:: Extracted entries
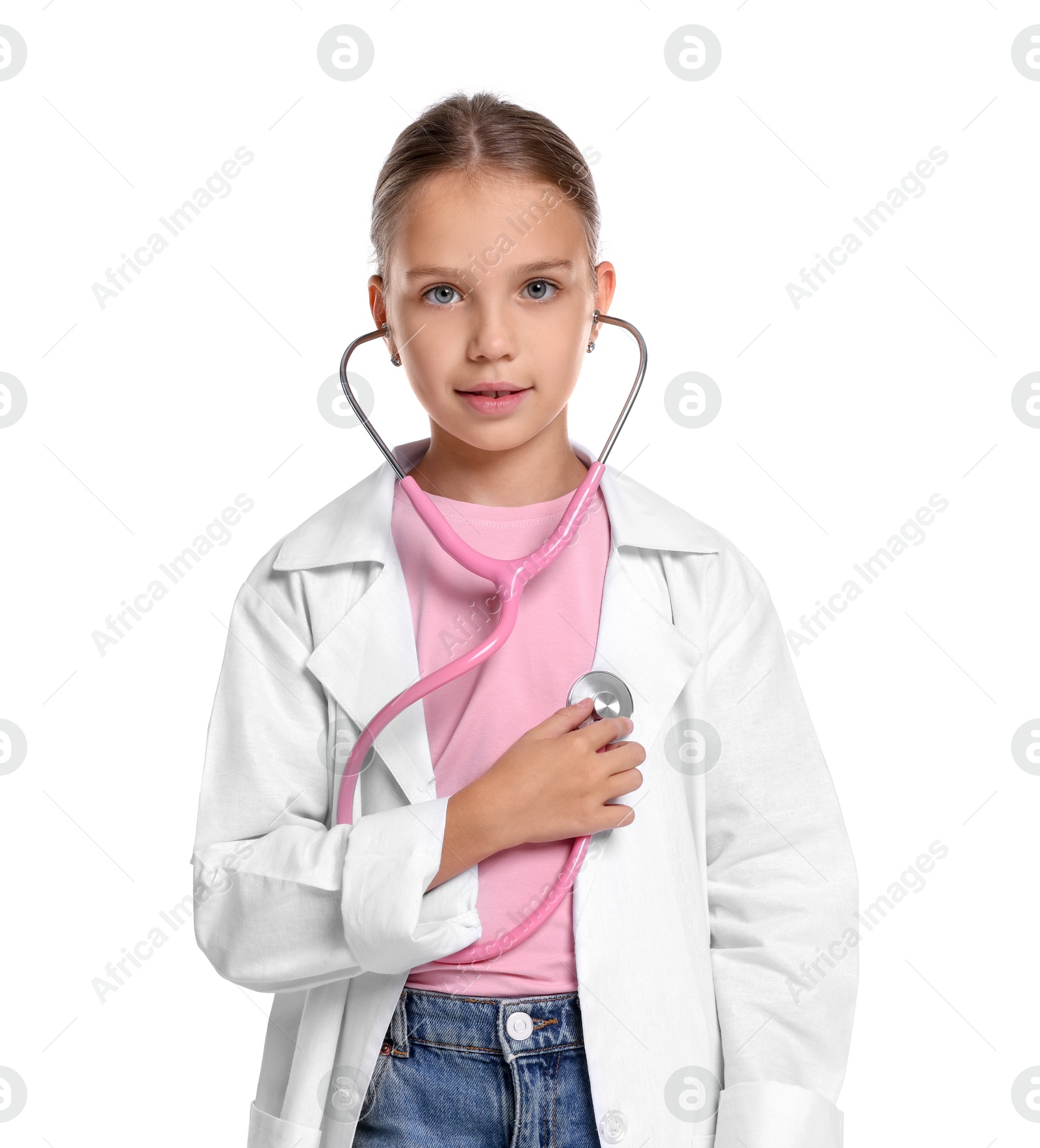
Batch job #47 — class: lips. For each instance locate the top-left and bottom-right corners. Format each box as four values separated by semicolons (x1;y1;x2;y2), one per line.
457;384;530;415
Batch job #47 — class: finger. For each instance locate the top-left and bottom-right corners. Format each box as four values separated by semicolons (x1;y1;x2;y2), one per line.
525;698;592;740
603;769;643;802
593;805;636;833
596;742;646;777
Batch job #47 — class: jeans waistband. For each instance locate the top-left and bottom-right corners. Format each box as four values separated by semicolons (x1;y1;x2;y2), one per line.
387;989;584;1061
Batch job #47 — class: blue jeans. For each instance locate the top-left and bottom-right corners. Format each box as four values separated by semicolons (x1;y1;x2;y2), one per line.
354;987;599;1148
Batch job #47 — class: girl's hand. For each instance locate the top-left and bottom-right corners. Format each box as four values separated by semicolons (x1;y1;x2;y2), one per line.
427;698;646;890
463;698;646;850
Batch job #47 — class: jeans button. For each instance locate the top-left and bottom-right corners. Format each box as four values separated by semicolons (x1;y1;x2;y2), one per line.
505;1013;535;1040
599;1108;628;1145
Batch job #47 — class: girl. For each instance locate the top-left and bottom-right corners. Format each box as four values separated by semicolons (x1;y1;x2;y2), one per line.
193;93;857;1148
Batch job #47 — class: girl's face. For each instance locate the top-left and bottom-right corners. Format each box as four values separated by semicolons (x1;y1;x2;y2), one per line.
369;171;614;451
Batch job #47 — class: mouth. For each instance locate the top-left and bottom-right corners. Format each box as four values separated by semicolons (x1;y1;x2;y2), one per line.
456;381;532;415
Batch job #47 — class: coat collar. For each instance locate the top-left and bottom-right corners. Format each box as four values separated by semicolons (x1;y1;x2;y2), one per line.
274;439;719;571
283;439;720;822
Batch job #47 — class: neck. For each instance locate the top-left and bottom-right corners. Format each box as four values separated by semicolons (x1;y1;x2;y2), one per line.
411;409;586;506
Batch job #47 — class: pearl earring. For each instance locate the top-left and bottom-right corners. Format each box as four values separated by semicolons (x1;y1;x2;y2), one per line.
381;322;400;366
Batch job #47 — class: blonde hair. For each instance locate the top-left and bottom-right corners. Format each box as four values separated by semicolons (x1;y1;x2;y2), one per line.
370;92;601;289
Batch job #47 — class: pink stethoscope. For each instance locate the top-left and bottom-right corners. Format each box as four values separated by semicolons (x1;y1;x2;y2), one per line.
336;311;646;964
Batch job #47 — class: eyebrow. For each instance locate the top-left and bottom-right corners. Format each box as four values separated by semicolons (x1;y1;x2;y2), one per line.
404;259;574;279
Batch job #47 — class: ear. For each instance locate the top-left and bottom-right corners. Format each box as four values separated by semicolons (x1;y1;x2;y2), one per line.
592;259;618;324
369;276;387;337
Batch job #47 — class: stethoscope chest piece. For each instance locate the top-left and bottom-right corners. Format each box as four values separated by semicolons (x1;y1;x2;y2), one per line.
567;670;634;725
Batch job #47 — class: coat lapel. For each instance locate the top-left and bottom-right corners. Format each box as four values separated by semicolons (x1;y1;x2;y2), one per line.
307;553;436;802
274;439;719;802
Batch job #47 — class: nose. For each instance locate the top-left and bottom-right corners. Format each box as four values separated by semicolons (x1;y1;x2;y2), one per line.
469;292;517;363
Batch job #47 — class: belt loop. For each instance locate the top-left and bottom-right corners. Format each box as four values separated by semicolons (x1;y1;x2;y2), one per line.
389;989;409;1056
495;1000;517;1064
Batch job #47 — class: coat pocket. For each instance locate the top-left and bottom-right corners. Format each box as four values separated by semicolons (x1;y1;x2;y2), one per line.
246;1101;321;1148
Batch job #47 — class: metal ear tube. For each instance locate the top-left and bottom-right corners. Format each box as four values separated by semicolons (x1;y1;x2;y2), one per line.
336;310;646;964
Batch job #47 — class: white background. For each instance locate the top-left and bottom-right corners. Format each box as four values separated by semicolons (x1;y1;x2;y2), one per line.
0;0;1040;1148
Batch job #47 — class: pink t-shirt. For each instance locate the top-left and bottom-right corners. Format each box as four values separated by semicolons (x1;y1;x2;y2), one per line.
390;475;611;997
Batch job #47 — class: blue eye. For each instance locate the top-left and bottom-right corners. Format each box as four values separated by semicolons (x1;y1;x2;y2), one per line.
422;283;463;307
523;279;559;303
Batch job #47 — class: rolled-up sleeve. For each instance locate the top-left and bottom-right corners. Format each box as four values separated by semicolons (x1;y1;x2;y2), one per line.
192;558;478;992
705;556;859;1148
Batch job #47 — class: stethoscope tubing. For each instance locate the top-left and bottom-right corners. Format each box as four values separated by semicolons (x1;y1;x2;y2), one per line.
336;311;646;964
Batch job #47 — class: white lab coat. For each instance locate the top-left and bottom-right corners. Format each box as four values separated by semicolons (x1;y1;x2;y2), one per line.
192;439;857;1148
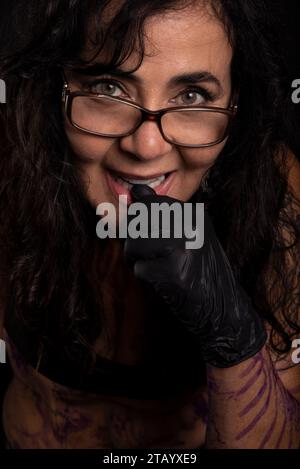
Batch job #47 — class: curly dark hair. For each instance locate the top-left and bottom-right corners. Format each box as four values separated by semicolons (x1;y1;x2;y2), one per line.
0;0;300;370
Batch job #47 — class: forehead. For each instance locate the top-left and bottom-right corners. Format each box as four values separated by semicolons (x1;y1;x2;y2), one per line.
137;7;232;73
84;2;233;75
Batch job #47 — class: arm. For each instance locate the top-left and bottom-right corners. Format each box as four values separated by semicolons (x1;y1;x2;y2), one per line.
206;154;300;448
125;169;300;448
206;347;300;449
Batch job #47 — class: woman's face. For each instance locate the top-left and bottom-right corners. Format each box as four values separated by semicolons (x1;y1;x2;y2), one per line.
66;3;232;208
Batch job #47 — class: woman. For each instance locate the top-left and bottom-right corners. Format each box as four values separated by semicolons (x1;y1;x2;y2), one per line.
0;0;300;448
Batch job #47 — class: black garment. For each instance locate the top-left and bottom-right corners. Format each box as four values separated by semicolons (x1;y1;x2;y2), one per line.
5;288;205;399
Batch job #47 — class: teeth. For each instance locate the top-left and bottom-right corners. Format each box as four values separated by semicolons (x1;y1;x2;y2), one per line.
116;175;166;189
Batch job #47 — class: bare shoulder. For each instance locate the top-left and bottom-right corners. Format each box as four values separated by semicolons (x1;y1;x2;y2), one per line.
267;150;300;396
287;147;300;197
::::
:: Extracted entries
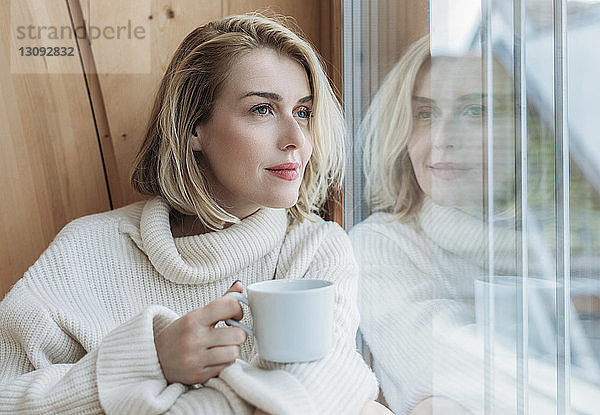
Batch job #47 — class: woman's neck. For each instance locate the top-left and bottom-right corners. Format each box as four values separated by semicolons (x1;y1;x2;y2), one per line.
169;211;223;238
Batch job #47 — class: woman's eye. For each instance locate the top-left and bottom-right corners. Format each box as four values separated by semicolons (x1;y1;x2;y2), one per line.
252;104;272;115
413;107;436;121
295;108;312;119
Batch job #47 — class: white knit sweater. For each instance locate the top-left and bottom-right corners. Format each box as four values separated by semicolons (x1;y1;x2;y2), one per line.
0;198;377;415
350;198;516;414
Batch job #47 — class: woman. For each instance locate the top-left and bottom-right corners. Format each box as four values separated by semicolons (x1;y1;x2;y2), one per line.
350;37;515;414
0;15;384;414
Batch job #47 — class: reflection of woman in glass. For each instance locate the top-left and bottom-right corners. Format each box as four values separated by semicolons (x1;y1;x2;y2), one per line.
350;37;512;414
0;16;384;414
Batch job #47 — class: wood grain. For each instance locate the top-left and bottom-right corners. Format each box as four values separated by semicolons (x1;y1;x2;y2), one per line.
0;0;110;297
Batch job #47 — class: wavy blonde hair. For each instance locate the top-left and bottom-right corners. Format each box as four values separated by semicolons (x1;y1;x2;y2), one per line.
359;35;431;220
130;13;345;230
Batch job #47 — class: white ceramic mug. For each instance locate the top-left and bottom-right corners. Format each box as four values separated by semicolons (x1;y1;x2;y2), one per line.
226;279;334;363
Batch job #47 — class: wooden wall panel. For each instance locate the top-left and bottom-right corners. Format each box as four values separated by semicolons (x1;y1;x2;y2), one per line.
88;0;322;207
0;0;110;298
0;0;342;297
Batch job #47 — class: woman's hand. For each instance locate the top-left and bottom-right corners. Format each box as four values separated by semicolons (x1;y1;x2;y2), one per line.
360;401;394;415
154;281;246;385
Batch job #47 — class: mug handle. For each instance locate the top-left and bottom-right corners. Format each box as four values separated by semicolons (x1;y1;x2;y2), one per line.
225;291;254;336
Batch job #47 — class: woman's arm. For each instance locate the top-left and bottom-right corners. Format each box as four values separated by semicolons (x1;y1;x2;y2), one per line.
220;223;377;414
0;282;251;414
::::
• [To be done]: Write out every line again, starting at the line with "Batch job #47 — class: woman's arm." and ending at the line with "0;282;251;414", and raise each box coordinate by 27. Give only those lines.

• [Answer to the problem]:
Batch job #47 — class: woman's arm. For each instance locate the top-left and bottom-right corners. Format each box as four values separated by semicolons (x1;y1;x2;y2), one per line.
247;250;404;441
27;309;278;441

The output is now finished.